- _EXCERTO DO TEXTO_
++++

Poucos terão sido os momentos na história recente em que se acumularam tantas incertezas. Mesmo os partidos e políticos moderados, embora subscrevendo propostas reformistas e nada revolucionárias, estão a colocar-se em campos tão opostos e inconciliáveis que radical passou a ser a palavra certa para adjetivar as divergências que apresentam. Voltou a falar-se em esquerda e direita, e algumas clivagens voltaram a ficar bem nítidas.
Veja-se o caso de Portugal. O modelo do PS, baseado num grupo de economistas (não de filósofos, pensadores ou políticos), tem uma solução. Perdoe-se a simplificação, mas a coisa é mais ou menos assim: corta-se uma pitada nas contribuições para a Segurança Social, diminuem-se q.b. uns impostos, salpica-se a economia com uns euros e a descompressão sobre a classe média volta a animar os negócios. Com a economia mais “mexida”, o bolo do Estado acaba por fermentar melhor e as contribuições de que prescindira acabam por regressar, por via dos impostos sobre os novos lucros; os salários que subirem renderão mais IRS, apesar de os escalões poderem ser mais acolhedores. A Segurança Social, com a recuperação do emprego, poupa em subsídios e ganha em contribuições (o desemprego custou 8 a 9 mil milhões nos últimos três anos). Simpático, não? Aliciante, sobretudo após quase quatro anos a ouvir falar de cortes e austeridade.

++++

(Excerto de um conjunto de dados)
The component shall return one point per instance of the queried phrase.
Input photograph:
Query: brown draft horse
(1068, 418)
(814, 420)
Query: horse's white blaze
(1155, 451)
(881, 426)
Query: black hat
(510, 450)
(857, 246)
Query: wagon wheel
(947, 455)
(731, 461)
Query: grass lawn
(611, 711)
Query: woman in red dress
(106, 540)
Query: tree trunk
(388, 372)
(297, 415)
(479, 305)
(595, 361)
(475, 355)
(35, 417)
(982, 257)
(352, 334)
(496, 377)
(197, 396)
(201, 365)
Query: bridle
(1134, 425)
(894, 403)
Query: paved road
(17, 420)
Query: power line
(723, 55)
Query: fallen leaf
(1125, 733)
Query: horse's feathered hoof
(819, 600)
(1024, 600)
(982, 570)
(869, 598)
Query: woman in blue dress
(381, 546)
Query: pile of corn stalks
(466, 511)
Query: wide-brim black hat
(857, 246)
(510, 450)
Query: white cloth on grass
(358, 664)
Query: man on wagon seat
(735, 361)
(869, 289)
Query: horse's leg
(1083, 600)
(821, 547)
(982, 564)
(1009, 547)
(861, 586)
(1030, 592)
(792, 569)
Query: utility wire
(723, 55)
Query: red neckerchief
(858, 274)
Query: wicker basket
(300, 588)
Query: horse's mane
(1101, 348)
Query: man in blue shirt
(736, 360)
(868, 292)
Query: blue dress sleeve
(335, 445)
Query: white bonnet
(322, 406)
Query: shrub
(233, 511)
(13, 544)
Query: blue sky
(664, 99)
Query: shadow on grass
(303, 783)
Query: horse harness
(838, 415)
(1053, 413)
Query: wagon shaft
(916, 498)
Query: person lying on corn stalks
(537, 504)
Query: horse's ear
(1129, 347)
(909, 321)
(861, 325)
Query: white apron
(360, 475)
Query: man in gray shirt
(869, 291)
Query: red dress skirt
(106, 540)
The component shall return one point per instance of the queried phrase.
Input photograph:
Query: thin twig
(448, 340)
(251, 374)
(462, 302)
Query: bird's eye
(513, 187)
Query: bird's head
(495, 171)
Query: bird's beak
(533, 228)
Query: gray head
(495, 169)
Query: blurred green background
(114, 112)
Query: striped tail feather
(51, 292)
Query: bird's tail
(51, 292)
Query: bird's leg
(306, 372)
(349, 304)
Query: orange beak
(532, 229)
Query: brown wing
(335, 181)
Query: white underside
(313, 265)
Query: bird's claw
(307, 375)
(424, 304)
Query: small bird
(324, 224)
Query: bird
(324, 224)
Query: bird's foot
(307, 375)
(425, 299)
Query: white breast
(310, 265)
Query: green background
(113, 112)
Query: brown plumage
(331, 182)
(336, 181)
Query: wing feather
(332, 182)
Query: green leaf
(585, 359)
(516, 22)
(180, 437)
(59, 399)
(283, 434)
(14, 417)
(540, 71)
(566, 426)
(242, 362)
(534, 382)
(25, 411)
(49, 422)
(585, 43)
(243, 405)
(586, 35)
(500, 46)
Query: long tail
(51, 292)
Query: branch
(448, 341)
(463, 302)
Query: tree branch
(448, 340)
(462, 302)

++++

- _TAREFAS A REALIZAR_
A - Transcreva integralmente, sem qualquer alteração, o texto sobre as clivagens políticas em Portugal.
B - Por favor, mostre cada linha dos registos em que surge a palavra "wagon".
O texto e os registos são materiais independentes um do outro.

- _RESPOSTAS ÀS TAREFAS_
A -
Poucos terão sido os momentos na história recente em que se acumularam tantas incertezas. Mesmo os partidos e políticos moderados, embora subscrevendo propostas reformistas e nada revolucionárias, estão a colocar-se em campos tão opostos e inconciliáveis que radical passou a ser a palavra certa para adjetivar as divergências que apresentam. Voltou a falar-se em esquerda e direita, e algumas clivagens voltaram a ficar bem nítidas.
Veja-se o caso de Portugal. O modelo do PS, baseado num grupo de economistas (não de filósofos, pensadores ou políticos), tem uma solução. Perdoe-se a simplificação, mas a coisa é mais ou menos assim: corta-se uma pitada nas contribuições para a Segurança Social, diminuem-se q.b. uns impostos, salpica-se a economia com uns euros e a descompressão sobre a classe média volta a animar os negócios. Com a economia mais “mexida”, o bolo do Estado acaba por fermentar melhor e as contribuições de que prescindira acabam por regressar, por via dos impostos sobre os novos lucros; os salários que subirem renderão mais IRS, apesar de os escalões poderem ser mais acolhedores. A Segurança Social, com a recuperação do emprego, poupa em subsídios e ganha em contribuições (o desemprego custou 8 a 9 mil milhões nos últimos três anos). Simpático, não? Aliciante, sobretudo após quase quatro anos a ouvir falar de cortes e austeridade.

B -
Query: wagon wheel
Query: man on wagon seat
Query: wagon shaft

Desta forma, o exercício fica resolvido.